▶ [WORK REQUIRED] Reproduce the entire listing below verbatim, line for line, and leave the pictures out.

▶ [RECORD SET]
▬▬▬▬▬▬

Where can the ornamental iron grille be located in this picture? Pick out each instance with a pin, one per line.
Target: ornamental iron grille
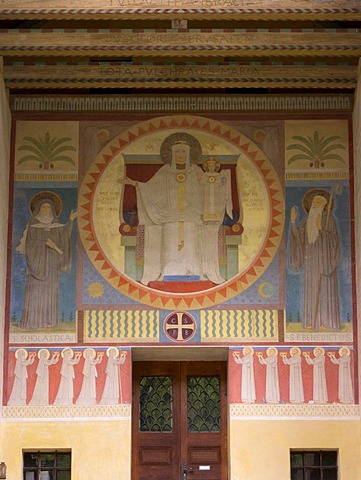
(46, 465)
(314, 465)
(155, 404)
(203, 394)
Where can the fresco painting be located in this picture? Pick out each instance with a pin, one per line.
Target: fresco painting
(181, 230)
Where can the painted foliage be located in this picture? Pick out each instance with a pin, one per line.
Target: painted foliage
(181, 230)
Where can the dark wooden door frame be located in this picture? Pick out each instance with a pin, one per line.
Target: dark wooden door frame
(177, 446)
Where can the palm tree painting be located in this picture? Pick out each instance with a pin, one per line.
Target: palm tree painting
(46, 151)
(317, 150)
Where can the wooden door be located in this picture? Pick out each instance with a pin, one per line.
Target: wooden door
(179, 421)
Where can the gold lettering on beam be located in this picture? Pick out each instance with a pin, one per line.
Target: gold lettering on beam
(177, 4)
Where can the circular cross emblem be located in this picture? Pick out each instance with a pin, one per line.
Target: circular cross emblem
(179, 326)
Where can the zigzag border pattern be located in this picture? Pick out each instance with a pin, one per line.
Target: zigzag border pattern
(121, 325)
(182, 301)
(239, 324)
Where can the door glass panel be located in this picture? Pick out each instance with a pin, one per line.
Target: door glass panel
(155, 404)
(203, 398)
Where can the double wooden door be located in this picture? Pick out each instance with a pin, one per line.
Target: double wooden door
(179, 421)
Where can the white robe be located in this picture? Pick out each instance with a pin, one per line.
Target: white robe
(170, 208)
(65, 392)
(319, 379)
(248, 389)
(41, 391)
(296, 383)
(88, 392)
(272, 382)
(19, 390)
(112, 393)
(345, 389)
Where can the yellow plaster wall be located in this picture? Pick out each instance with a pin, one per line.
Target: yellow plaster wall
(100, 449)
(259, 450)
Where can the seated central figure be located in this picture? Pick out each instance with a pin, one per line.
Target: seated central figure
(170, 207)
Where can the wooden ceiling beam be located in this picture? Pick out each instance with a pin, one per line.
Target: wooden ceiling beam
(191, 43)
(180, 76)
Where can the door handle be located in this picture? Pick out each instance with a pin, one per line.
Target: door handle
(186, 470)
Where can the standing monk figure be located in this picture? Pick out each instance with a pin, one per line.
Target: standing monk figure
(46, 244)
(314, 245)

▬▬▬▬▬▬

▶ [REPLY TO THE TASK]
Where can the ornamental iron grille be located in this picture? Pick out each instance with a pin, one per line.
Target: ornamental iron grille
(46, 465)
(314, 465)
(155, 404)
(203, 394)
Where can the fresco painting be located in this picture? Pick out each instance with a pin, one per line.
Target: fresco painting
(181, 230)
Where can the painted foliage be located in this picture? Pick out each instance with a pin, one per line.
Target: painted foliage
(181, 230)
Where can the dark wooden door frame be located in this picture? Pick out each instance with a pin, one per line.
Target: dark wooden door frame
(177, 446)
Where can the palm tree painting be located in this picture? Pick out each instance with a pin, one per line.
Target: palm tree painting
(46, 151)
(317, 150)
Where can the wooden door be located in this picture? Pick out each instance with a pin, one per line.
Target: wooden door
(179, 421)
Where can the gold lettering on beam be located in this picture? Pick out each instance with a pin, one per line.
Target: gold lettering on beam
(177, 4)
Where can the circular cross emblem be located in this picture? Pick out each instance with a pin, one per line.
Target: circular cross emblem
(179, 326)
Where can the zigzag border pattern be located in this picture? Pick out each instance with a pin, one per line.
Target: zigzag border pattern
(121, 325)
(182, 301)
(239, 324)
Where can the door glass panel be located in this picture? Pick out each instance with a pin, one per line.
Target: door glass panel
(155, 404)
(203, 398)
Where can the double wooden door be located in this picture? Pick out each instance with a pin, one per line.
Target: double wooden door
(179, 421)
Where can the white robe be located in this picture? Pick out each instance with a pin, one per line.
Target: white robe
(170, 208)
(65, 392)
(319, 379)
(248, 389)
(41, 391)
(296, 383)
(88, 392)
(272, 382)
(19, 390)
(112, 393)
(345, 389)
Where can the yellow plaster wall be located in this picture? Pick out each instance with a pin, one per line.
Target: yellow plaster wall
(100, 449)
(259, 450)
Where can the seated central figure be located in this picture? Pick out each instance with a pin, one per line.
Target: seated central figure
(170, 207)
Where can the wooden ceiling beam be located in this picture? Pick out each instance with a pin, one per line.
Target: wooden ceiling beam
(191, 43)
(180, 76)
Where can the door handle be located in this picture? Pick out each instance with a pin, one per line.
Target: door handle
(186, 470)
Where can the standing monk figure be located in this picture? Pick out each instance with a pin, one per line.
Target: standing monk figure
(46, 244)
(314, 245)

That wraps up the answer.